··· SOURCE TEXT ···
Apparently my oldest grandson has been banned from watching his son (12y.o.) playing football.
G/son gets carried away and Effs & Blinds etc all the game apparently.
Must be his maternal G/mothers side he gets it from.😉 Or his G/dad. (not my son)
G/G/son apparently is a very good player.
 
Alright wearing a discrete lanyard or wrist band but no one recognises what they are. My experience with a son on the spectrum is to engage with stewards who at every ground I have been to are very sympathetic. Definitely contact the SLO at the club and as human beings lets educate ourselves not to judge because hidden disabilities or what they say on the tin - Hidden!!. Be great if the club could raise awareness on this and other issues, but I get it's not their issue to own. Man C were the first club to have ASD friendly quiet rooms, every credit to them and are not alone.
 
I have a 15 year old on who aoffers from autism but loves to go in the north a he loves the atmosphere , he won’t sit next to his dad as he says I’m uncool but on Wednesday he was forced out of the ground by a heavy handed steward as he went to the toilet, he also uggera torets and as he can’t help it called the steward a few choice names he was shouting swear works in the south the fans were great but the stewards were telling him ti stop . Now anyone who know autism it’s harder then it looks to keep your mouth shut . All I’m saying is can’t he club not keep an eye out for lads like my son why have autism and calm the situation down instead of getting aggressive towards him . He was quite upset when he got hom and is within two mins to ever return agin. Thanks and sorry for the rant
Any day now I will be due to get a diagnosis for my son who will be 5 this July. He had encephalitis which has left will assorts of issues. He requires a wheel chair because he has hyper mobility which causes him pain so we opted for a mobility push chair as we knew he would be happy in that. I’ve had several people tell me he should walking, he looks normal there’s nothing wrong with him ect ect.
There is no educating some so we have to put up with it. I bite my lip smile and walk away before I do something I will regret. My advise is contact the club and ask for a face to face with some to discuss the incident and ask for a resolution to stop this happening again. I’m sure it will only take 5 minutes to inform all stewards during there meeting pre match to hand out a piece of paper with seat number and names and to tell them he has torrets.
···
EXERCISE TASKS:
(1) Rewrite the paragraph of the football posts that begins "Alright wearing a discrete lanyard" as a brief bulleted list that keeps its main facts.
(2) Reproduce the stretch of the football posts from "Must be his" through "are not alone." word for word.
··· INFORMATION SHOWN ···
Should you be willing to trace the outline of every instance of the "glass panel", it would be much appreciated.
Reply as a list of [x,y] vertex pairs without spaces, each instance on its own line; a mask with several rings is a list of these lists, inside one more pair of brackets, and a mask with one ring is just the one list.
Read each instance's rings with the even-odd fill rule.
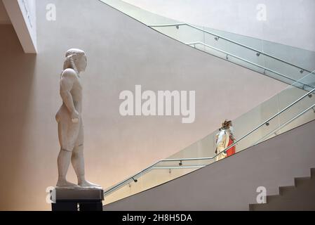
···
··· INFORMATION SHOWN ···
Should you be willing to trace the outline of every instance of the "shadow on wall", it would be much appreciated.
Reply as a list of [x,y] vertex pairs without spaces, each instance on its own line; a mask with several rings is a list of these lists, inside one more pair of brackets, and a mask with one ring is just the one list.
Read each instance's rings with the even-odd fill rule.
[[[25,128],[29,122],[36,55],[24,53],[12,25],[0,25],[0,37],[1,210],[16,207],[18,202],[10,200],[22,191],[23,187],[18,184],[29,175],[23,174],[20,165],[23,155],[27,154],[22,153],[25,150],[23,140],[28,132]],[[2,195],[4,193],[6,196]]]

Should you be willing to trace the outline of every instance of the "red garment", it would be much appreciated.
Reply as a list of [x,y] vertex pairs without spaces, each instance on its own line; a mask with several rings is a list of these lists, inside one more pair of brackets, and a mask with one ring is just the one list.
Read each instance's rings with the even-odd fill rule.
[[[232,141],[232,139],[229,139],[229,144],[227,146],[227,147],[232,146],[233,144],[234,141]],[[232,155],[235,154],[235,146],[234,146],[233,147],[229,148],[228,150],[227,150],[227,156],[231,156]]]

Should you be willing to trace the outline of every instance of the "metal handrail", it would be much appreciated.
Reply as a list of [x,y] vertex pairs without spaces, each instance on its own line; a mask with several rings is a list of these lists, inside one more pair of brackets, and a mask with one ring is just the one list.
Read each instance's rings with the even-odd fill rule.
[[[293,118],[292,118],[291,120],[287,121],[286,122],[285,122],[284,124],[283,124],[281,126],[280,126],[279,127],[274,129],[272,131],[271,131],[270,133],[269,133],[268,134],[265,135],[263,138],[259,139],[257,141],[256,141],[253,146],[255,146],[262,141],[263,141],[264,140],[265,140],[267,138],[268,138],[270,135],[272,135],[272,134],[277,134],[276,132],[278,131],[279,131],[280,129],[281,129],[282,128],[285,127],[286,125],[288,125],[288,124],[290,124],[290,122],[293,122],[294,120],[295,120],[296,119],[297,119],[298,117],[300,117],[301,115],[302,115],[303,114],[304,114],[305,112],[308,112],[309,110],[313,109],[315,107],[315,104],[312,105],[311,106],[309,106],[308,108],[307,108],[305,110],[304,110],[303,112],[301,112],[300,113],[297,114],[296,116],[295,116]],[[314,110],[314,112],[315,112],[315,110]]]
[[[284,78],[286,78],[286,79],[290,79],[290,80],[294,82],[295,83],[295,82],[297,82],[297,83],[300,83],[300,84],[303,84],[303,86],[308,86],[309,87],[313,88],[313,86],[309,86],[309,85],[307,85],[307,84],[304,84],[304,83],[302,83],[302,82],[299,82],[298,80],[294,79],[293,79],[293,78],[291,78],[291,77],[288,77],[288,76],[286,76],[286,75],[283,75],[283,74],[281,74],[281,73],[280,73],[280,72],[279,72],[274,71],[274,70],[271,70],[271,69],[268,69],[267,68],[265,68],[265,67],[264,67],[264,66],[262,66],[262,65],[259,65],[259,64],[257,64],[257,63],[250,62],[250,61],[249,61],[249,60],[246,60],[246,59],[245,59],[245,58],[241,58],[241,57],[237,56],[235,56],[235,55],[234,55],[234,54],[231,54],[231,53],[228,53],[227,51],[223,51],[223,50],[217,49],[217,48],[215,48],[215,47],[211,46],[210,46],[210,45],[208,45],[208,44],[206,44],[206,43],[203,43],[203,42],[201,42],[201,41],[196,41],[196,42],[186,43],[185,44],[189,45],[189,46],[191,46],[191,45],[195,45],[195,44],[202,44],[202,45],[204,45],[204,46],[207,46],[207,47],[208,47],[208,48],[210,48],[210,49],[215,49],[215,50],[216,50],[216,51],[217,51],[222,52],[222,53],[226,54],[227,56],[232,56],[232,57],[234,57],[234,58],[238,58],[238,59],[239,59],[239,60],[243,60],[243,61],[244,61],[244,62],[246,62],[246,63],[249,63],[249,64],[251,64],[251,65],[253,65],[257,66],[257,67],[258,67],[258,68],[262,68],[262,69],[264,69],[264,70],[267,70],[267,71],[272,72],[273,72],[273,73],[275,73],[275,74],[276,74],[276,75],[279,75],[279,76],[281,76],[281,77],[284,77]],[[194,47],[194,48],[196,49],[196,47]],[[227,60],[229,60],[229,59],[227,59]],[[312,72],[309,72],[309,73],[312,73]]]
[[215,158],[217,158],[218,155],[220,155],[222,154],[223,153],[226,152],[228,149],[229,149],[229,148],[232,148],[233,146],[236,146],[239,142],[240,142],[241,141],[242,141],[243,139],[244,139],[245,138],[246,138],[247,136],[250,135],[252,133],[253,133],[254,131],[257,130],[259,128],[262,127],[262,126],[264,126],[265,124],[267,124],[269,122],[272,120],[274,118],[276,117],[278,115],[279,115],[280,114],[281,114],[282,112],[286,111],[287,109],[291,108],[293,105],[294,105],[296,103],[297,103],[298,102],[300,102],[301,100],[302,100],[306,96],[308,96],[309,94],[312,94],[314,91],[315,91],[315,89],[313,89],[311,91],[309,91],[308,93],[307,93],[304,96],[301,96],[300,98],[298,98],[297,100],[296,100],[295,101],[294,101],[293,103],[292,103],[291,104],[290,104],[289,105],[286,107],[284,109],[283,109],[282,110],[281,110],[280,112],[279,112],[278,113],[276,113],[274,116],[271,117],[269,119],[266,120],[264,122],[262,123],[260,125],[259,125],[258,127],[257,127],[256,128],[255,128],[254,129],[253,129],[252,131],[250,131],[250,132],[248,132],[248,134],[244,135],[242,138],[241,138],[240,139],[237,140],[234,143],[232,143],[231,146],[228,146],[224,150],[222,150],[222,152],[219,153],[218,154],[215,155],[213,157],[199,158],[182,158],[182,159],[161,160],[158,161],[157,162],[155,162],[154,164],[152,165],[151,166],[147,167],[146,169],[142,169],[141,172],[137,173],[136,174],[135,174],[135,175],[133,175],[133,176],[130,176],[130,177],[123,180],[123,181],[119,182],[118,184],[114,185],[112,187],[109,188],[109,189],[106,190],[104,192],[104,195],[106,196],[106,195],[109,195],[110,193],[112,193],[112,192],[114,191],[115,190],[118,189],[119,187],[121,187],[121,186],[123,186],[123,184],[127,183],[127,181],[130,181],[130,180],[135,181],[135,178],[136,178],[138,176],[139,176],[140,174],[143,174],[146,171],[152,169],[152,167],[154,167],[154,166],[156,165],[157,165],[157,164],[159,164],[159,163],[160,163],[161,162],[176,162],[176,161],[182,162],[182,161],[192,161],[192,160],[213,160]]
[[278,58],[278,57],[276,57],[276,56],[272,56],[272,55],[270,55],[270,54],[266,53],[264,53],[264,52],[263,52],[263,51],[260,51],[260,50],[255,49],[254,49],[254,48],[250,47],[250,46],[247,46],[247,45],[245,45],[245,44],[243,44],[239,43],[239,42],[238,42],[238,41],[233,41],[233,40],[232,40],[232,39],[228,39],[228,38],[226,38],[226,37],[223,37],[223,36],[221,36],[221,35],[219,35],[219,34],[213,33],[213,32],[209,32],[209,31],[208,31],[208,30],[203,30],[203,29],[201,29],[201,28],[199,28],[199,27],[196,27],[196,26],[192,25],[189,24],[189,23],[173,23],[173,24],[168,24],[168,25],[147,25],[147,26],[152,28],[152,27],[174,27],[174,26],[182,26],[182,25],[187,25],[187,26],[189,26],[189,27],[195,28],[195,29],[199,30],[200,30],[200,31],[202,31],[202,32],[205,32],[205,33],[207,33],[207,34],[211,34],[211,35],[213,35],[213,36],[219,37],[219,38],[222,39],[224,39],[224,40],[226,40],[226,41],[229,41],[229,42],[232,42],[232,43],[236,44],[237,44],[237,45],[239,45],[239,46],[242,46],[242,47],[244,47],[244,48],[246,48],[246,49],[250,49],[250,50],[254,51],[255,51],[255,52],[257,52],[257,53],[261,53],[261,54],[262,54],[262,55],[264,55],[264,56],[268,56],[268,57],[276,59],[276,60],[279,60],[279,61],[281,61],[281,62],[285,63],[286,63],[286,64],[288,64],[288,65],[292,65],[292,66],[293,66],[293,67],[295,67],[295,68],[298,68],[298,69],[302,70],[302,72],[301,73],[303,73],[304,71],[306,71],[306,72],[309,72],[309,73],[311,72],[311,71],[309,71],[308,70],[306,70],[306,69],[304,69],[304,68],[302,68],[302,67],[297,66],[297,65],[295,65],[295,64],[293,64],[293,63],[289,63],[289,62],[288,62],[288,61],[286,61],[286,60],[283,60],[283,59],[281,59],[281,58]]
···
··· INFORMATION SHOWN ···
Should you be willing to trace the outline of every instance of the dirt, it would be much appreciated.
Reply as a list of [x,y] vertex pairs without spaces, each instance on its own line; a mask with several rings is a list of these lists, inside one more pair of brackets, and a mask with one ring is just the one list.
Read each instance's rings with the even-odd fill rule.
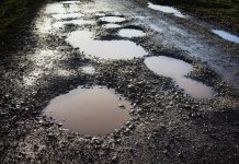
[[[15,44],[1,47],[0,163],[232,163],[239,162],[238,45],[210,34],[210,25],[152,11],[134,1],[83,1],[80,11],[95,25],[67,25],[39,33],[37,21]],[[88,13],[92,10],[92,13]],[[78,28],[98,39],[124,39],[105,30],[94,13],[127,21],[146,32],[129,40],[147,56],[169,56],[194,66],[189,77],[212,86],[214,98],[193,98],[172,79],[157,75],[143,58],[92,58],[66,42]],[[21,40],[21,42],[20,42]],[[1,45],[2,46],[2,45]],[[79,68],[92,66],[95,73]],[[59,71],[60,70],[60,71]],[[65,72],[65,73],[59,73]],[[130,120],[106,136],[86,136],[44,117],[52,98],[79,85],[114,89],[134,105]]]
···
RESPONSES IN ORDER:
(1)
- A discreet lanyard or wrist band can be worn, but no one recognizes what they are.
- In the writer's experience with a son on the spectrum, stewards at every ground visited have been very sympathetic.
- Contact the SLO at the club.
- People should educate themselves not to judge, because hidden disabilities are hidden.
- It would be great if the club raised awareness of this and other issues, though it is not the club's issue to own.
- Man C were the first club to have ASD-friendly quiet rooms and deserve credit, but they are not alone.

(2)
Must be his maternal G/mothers side he gets it from.😉 Or his G/dad. (not my son)
G/G/son apparently is a very good player.
 
Alright wearing a discrete lanyard or wrist band but no one recognises what they are. My experience with a son on the spectrum is to engage with stewards who at every ground I have been to are very sympathetic. Definitely contact the SLO at the club and as human beings lets educate ourselves not to judge because hidden disabilities or what they say on the tin - Hidden!!. Be great if the club could raise awareness on this and other issues, but I get it's not their issue to own. Man C were the first club to have ASD friendly quiet rooms, every credit to them and are not alone.